=== Written exercise ===
Copy everything from the start of the material down to the line containing "point(138, 177)", swapping "armchair" for "recliner" and keeping all else the same.
-----
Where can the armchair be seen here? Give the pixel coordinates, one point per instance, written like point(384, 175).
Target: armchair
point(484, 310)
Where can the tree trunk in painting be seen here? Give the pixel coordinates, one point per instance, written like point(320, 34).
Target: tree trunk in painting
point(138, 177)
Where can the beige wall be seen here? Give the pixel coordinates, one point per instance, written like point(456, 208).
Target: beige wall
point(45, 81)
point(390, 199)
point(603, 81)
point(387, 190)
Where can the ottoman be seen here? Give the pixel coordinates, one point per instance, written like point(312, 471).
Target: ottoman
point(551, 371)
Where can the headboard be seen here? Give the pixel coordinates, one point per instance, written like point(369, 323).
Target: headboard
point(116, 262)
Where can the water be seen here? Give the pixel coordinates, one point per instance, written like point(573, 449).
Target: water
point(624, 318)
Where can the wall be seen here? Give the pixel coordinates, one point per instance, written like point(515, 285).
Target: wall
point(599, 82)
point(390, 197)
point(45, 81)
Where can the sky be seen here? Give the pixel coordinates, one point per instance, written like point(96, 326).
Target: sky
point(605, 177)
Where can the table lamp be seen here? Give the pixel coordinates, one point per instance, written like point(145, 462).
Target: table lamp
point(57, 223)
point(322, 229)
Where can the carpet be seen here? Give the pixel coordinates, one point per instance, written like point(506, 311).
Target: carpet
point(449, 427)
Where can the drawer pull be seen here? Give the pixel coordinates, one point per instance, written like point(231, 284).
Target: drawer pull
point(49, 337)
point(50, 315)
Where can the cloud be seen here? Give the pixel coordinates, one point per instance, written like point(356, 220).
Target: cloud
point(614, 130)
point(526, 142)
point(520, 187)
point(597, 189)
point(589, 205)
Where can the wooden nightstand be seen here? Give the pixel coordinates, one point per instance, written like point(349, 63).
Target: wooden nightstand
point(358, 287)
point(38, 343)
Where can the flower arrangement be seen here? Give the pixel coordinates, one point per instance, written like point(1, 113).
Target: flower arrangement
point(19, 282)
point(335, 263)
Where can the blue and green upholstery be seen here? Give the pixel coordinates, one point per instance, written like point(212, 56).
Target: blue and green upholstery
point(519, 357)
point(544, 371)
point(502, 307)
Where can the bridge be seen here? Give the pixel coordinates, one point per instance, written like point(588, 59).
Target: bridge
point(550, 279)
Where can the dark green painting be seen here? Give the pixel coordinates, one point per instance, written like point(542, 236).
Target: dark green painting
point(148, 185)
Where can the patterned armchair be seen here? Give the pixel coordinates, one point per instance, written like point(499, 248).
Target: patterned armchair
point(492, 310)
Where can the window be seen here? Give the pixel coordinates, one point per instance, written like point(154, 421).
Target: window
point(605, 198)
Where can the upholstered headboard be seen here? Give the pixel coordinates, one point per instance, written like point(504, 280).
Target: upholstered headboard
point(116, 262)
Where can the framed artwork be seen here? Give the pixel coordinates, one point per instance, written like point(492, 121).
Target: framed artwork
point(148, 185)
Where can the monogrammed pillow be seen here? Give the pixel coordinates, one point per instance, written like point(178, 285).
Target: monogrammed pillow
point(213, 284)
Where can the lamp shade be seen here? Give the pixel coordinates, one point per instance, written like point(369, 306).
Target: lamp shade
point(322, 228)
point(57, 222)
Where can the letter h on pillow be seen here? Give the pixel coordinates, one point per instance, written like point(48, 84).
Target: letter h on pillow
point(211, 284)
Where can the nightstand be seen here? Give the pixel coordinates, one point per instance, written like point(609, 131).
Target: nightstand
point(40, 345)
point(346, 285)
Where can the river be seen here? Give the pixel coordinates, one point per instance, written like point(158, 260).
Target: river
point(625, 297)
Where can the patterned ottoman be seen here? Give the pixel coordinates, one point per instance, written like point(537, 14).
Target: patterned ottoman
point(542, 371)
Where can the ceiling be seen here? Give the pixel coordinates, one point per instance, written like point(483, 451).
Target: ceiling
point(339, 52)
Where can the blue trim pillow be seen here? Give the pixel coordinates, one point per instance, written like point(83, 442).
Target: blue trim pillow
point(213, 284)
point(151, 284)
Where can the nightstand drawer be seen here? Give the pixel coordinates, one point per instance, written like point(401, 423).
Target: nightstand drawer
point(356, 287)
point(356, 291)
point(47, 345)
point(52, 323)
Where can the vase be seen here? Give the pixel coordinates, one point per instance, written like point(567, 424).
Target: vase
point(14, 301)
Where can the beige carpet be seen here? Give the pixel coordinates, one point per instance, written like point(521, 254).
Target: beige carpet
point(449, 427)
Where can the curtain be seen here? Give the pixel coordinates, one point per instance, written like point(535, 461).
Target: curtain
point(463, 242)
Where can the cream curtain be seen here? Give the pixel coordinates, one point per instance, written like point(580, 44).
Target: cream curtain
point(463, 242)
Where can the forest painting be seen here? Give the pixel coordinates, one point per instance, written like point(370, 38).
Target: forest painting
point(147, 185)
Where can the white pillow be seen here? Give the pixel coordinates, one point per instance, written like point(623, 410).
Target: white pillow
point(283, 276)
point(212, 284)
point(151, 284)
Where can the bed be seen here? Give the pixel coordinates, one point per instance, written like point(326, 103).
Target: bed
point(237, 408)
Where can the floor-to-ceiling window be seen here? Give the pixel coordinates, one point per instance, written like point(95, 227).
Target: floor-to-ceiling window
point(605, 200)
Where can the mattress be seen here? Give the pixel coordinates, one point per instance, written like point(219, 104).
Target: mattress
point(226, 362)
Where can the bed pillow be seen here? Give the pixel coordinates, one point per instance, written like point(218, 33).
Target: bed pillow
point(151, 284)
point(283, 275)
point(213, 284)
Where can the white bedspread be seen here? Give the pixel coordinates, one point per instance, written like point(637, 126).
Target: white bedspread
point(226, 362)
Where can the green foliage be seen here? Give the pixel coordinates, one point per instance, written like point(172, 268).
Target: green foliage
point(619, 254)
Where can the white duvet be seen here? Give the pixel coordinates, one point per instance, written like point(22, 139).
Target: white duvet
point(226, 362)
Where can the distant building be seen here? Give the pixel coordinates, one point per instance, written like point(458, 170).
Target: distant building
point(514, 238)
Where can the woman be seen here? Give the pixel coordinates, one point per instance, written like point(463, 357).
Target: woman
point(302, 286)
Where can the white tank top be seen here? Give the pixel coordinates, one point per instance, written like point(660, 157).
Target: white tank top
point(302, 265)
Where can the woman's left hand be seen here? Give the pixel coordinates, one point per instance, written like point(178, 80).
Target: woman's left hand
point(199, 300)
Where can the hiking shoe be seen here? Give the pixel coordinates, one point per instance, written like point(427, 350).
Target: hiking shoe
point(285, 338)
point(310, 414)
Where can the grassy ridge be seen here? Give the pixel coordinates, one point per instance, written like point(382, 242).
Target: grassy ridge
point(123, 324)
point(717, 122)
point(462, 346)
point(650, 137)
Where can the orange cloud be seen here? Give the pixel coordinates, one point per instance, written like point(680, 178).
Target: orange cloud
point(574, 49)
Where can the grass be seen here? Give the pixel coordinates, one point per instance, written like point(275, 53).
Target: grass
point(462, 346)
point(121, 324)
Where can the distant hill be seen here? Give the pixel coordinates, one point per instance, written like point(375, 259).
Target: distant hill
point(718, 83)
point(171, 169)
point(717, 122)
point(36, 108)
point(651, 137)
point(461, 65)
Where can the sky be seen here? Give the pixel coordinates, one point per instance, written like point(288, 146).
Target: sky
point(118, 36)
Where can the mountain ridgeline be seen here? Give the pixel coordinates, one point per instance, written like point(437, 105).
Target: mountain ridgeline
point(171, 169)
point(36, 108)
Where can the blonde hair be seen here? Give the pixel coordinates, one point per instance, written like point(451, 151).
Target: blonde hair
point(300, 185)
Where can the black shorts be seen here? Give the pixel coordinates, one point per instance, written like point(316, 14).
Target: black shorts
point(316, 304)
-----
=== Answer for this exercise ===
Where can the recliner be seen here? Give the pixel coordinates, one point per instance, written like point(384, 175).
Target: recliner
point(484, 310)
Where can the tree trunk in painting be seen here? Give the pixel coordinates, one point per instance, written like point(320, 34).
Target: tree trunk in painting
point(138, 177)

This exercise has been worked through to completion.